• [Collected data entries]
========================================================================
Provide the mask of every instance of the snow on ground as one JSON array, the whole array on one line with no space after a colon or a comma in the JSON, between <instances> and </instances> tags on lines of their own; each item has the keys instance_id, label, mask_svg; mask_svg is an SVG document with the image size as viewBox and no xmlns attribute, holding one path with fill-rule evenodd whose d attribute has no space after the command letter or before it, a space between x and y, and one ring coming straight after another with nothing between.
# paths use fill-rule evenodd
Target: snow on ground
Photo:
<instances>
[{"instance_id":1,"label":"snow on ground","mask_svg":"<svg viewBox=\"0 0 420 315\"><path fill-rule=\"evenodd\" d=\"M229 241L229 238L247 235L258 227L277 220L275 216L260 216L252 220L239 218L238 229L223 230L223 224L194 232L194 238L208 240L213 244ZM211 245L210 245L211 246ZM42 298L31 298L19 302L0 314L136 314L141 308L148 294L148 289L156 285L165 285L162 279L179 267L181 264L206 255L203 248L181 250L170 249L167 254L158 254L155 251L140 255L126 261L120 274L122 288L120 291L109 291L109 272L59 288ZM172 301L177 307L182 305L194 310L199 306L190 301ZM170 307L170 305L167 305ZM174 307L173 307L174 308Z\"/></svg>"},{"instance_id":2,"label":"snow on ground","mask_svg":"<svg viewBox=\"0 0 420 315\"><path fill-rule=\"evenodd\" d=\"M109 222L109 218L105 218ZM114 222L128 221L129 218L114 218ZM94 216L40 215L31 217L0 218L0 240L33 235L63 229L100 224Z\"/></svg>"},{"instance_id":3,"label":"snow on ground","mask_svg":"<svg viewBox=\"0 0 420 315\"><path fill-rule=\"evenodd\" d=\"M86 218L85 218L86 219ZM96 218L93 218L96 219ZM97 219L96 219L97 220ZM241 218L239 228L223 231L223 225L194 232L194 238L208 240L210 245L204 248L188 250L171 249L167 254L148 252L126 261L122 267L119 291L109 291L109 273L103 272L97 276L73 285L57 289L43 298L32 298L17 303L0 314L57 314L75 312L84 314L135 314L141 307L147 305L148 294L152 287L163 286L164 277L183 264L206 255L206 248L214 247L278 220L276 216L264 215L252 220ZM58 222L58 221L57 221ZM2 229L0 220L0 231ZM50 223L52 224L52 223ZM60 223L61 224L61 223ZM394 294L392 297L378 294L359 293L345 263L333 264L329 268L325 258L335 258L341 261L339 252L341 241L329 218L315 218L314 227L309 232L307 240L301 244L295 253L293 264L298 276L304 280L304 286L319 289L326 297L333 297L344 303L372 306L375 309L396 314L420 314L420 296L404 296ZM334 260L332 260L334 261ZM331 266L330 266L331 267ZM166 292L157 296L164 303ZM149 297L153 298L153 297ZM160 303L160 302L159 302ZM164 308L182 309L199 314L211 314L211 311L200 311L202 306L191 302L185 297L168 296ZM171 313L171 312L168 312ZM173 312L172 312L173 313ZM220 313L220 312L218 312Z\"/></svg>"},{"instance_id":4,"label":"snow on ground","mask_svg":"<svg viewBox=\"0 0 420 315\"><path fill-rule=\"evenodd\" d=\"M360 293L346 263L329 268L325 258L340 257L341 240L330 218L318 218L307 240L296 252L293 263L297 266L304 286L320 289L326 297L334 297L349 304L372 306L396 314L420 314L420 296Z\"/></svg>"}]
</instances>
========================================================================
• [TASK DESCRIPTION]
What is needed is an exact copy of all the records above.

• [SOLUTION TO THIS PROBLEM]
Provide the mask of every instance of the snow on ground as one JSON array, the whole array on one line with no space after a colon or a comma in the JSON, between <instances> and </instances> tags on lines of their own; each item has the keys instance_id, label, mask_svg; mask_svg is an SVG document with the image size as viewBox and no xmlns attribute, holding one path with fill-rule evenodd whose d attribute has no space after the command letter or before it, a space between x and y, and one ring coming straight after another with nothing between.
# paths use fill-rule evenodd
Target: snow on ground
Photo:
<instances>
[{"instance_id":1,"label":"snow on ground","mask_svg":"<svg viewBox=\"0 0 420 315\"><path fill-rule=\"evenodd\" d=\"M229 241L229 238L247 235L258 227L277 220L275 216L260 216L252 220L239 218L238 229L223 230L223 224L194 232L194 238L208 240L213 244ZM211 245L210 245L211 246ZM42 298L31 298L19 302L0 314L136 314L141 308L148 294L148 289L156 285L165 285L162 279L179 267L181 264L206 255L203 248L181 250L170 249L167 254L158 254L155 251L140 255L126 261L120 274L122 288L120 291L109 291L109 272L59 288ZM172 301L177 307L182 305L194 310L199 306L190 301ZM170 307L170 305L167 305ZM174 307L173 307L174 308Z\"/></svg>"},{"instance_id":2,"label":"snow on ground","mask_svg":"<svg viewBox=\"0 0 420 315\"><path fill-rule=\"evenodd\" d=\"M109 222L109 218L105 218ZM114 222L128 221L129 218L114 218ZM94 216L40 215L31 217L0 218L0 240L33 235L63 229L100 224Z\"/></svg>"},{"instance_id":3,"label":"snow on ground","mask_svg":"<svg viewBox=\"0 0 420 315\"><path fill-rule=\"evenodd\" d=\"M86 218L85 218L86 219ZM96 218L93 218L96 219ZM97 219L96 219L97 220ZM241 218L239 228L223 231L223 225L194 232L194 238L208 240L210 245L204 248L188 250L171 249L167 254L148 252L126 261L122 267L119 291L109 291L109 273L103 272L97 276L73 285L57 289L43 298L32 298L17 303L0 314L57 314L75 312L84 314L135 314L141 307L147 305L148 294L152 287L163 286L164 277L183 264L206 255L206 248L214 247L278 220L276 216L264 215L252 220ZM58 222L58 221L57 221ZM2 229L0 220L0 231ZM50 223L52 224L52 223ZM60 223L61 224L61 223ZM394 294L392 297L378 294L359 293L345 263L333 264L329 268L325 258L335 258L341 261L339 252L341 241L329 218L315 218L314 227L309 232L307 240L301 244L295 253L293 264L298 276L304 280L304 286L319 289L326 297L333 297L344 303L372 306L375 309L396 314L420 314L420 296L404 296ZM334 260L332 260L334 261ZM331 266L330 266L331 267ZM166 292L157 296L164 303ZM149 297L153 298L153 297ZM160 303L160 302L159 302ZM164 308L182 309L199 314L211 314L211 311L200 311L202 306L191 302L185 297L168 296ZM171 313L171 312L168 312ZM173 312L172 312L173 313ZM220 313L220 312L218 312Z\"/></svg>"},{"instance_id":4,"label":"snow on ground","mask_svg":"<svg viewBox=\"0 0 420 315\"><path fill-rule=\"evenodd\" d=\"M360 293L346 263L329 268L325 258L340 257L341 240L330 218L318 218L307 240L296 252L293 263L297 266L304 286L320 289L326 297L334 297L349 304L372 306L396 314L420 314L420 296Z\"/></svg>"}]
</instances>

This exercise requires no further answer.